RECORDS FOR THIS EXERCISE section start

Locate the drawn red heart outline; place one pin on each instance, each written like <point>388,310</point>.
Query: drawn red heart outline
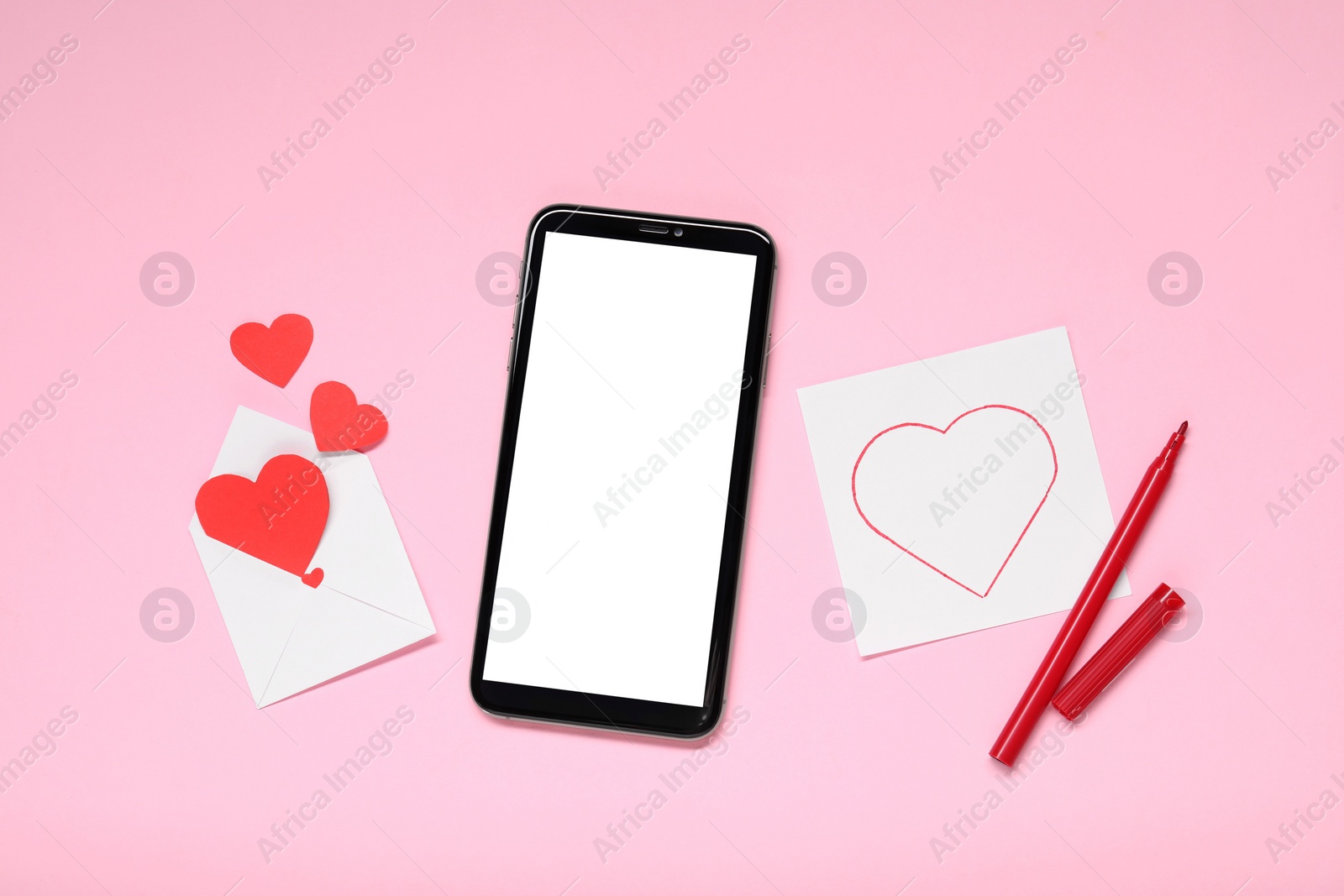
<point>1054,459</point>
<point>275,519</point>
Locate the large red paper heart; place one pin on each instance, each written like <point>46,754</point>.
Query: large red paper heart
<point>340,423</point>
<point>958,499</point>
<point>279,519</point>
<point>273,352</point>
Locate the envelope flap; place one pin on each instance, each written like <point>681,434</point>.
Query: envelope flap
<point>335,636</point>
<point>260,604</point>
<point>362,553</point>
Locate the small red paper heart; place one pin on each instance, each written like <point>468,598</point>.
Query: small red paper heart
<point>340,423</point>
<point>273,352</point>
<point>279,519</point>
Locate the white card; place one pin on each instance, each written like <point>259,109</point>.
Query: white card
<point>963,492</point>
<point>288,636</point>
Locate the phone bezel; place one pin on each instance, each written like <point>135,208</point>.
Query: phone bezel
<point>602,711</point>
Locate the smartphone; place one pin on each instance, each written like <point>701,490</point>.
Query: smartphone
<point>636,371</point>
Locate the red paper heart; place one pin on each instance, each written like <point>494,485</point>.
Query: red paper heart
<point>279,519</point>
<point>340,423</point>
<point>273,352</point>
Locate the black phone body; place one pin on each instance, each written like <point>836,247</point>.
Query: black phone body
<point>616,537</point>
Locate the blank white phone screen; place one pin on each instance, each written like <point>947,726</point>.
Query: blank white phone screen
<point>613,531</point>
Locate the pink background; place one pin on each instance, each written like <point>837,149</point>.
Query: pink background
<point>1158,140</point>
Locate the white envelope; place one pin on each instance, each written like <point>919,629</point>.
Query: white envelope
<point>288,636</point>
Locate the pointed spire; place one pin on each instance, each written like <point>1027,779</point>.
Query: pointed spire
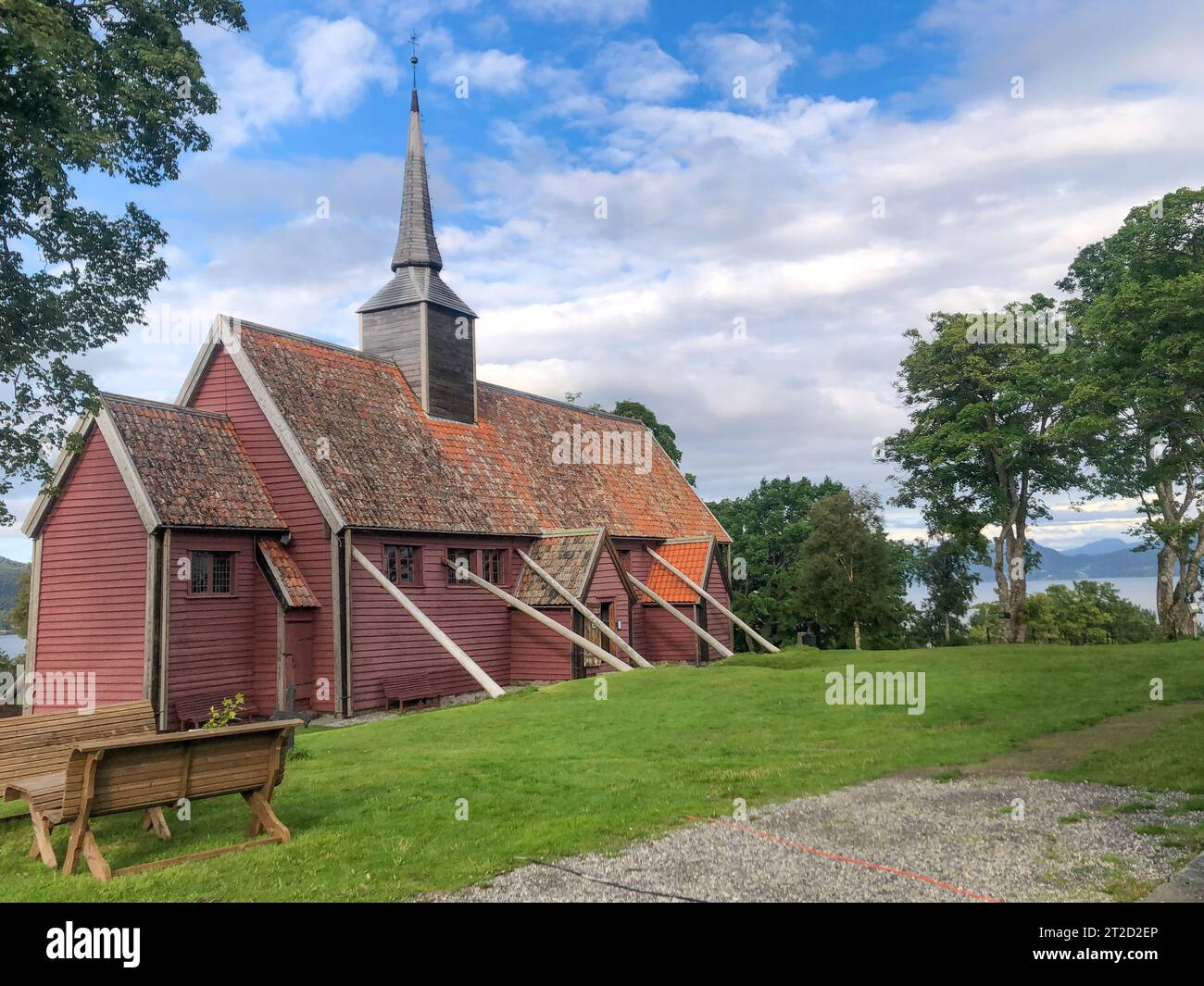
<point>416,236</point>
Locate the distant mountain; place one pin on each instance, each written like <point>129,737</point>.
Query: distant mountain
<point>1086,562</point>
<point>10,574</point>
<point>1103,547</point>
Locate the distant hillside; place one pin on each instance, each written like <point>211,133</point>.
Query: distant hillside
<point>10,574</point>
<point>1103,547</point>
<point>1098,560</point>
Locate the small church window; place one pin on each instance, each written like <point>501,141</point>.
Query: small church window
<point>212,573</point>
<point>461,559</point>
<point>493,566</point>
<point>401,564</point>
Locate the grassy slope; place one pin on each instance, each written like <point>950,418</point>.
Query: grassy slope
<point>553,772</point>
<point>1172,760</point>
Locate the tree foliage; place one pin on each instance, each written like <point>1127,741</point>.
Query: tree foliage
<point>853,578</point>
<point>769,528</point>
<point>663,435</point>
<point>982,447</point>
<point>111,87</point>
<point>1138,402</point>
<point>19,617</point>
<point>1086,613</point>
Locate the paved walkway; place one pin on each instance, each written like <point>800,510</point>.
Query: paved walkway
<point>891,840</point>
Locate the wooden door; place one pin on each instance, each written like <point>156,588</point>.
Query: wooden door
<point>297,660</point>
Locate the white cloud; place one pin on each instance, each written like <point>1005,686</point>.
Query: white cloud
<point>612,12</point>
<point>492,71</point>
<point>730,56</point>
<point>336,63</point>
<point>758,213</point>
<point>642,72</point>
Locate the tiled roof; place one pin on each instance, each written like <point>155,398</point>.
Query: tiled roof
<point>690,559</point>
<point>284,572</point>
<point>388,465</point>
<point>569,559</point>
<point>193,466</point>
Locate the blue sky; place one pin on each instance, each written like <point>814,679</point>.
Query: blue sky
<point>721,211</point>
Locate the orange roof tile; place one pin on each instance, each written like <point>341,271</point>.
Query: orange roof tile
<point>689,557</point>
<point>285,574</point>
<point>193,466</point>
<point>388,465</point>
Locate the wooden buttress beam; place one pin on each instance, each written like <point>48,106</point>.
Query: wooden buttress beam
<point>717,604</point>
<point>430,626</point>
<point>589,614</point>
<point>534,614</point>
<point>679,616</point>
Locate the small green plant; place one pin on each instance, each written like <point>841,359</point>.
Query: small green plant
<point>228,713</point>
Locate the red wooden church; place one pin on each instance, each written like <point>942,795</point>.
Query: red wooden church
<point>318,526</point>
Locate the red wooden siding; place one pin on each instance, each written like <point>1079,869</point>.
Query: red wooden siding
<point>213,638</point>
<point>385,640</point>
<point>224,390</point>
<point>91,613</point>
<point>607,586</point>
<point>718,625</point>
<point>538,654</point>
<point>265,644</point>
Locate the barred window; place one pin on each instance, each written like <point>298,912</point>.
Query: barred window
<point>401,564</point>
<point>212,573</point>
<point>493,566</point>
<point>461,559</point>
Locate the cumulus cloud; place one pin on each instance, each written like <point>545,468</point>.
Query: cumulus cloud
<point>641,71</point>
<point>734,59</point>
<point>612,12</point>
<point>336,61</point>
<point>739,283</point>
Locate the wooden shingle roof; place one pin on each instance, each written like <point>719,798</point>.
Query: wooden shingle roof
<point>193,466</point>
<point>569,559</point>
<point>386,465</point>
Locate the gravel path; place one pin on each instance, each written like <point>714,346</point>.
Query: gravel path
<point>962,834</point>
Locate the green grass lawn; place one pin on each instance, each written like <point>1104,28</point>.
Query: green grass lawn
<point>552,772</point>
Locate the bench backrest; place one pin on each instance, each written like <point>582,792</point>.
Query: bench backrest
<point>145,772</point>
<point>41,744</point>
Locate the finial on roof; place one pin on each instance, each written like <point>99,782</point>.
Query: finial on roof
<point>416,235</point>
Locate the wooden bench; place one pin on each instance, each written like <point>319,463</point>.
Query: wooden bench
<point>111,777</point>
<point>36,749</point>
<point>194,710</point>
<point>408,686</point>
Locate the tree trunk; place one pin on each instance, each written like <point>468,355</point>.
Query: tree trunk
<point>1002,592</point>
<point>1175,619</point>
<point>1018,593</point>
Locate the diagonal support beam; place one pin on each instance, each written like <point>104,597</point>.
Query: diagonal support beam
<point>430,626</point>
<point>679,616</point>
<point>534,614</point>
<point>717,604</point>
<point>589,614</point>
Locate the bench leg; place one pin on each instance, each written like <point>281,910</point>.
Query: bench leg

RECORDS FOR THIS EXERCISE section end

DIRECTIONS
From the records above, print only the lines between the one holding "Query: paved walkway" and the one holding "Locate the white cloud;", inclusive, exactly as they stand.

WRITTEN SOLUTION
Query: paved walkway
<point>891,840</point>
Locate the wooden door; place one pin on each instance, each written like <point>156,588</point>.
Query: wooden door
<point>297,660</point>
Locate the white cloud; place one pin on each instance, each written like <point>1005,686</point>.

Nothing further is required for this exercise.